***** Selected excerpt
# Anyone ever kept a blind fish?



## MacFish (Jun 15, 2006)

I have a Blue Dempsey that had an accident in my 90 Gal. He damaged his eye and the other fish started picking at him pretty severely. I pulled him out very quickly but the damage was done. He has completely lost one eye. The other looks fine but I can tell from his actions that he is completely blind.

I've setup a cave with a large piece of slate on top. I drop food in so that it lands on the slate so it's easier for him to find. He seems to be doing fine. I have him in a 20 Gal for now. He's about 3" now. Obviously the 20 Gal is not going to be big enough for him long term. I have a 33 Gal planted tank I could put him in once he's bigger. Even that is not really big enough but it may do.

I'm just wondering how he would adjust to the new tank? Anyone done this before?

Here are a couple vids of him I took last night.
**********
Required actions:
a) Answer these questions from the forum post about the blind fish:
(i) What kind of fish was injured?
(ii) What size tank is the fish in for now?
(iii) How large is the planted tank the fish could move to later?
b) Turn the paragraph in the forum post about the blind fish that begins "I've setup a cave" into a short list that keeps its main facts.
The data that comes next is separate material and has no connection to the forum post about the blind fish.
***** Provided material
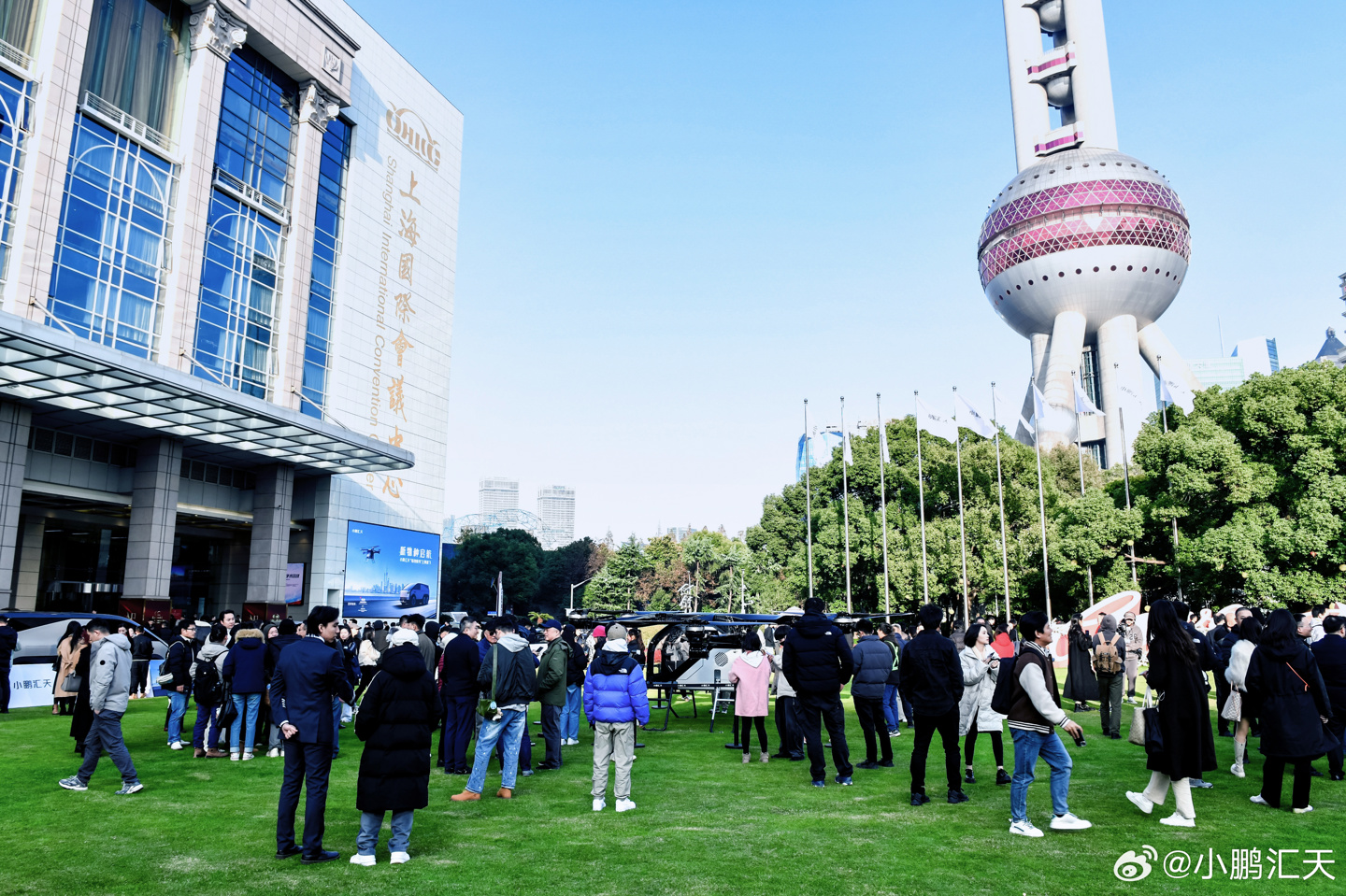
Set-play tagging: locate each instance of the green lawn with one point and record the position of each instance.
(706, 823)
**********
Answers per task:
a)
(i) A Blue Dempsey.
(ii) A 20 gallon tank.
(iii) 33 gallons.

b)
- A cave with a large piece of slate on top has been set up.
- Food is dropped so it lands on the slate, making it easier for the fish to find.
- The fish seems to be doing fine.
- It is about 3 inches long and is in a 20 gallon tank for now, which will not be big enough long term.
- A 33 gallon planted tank is an option once the fish is bigger, though even that is not really big enough.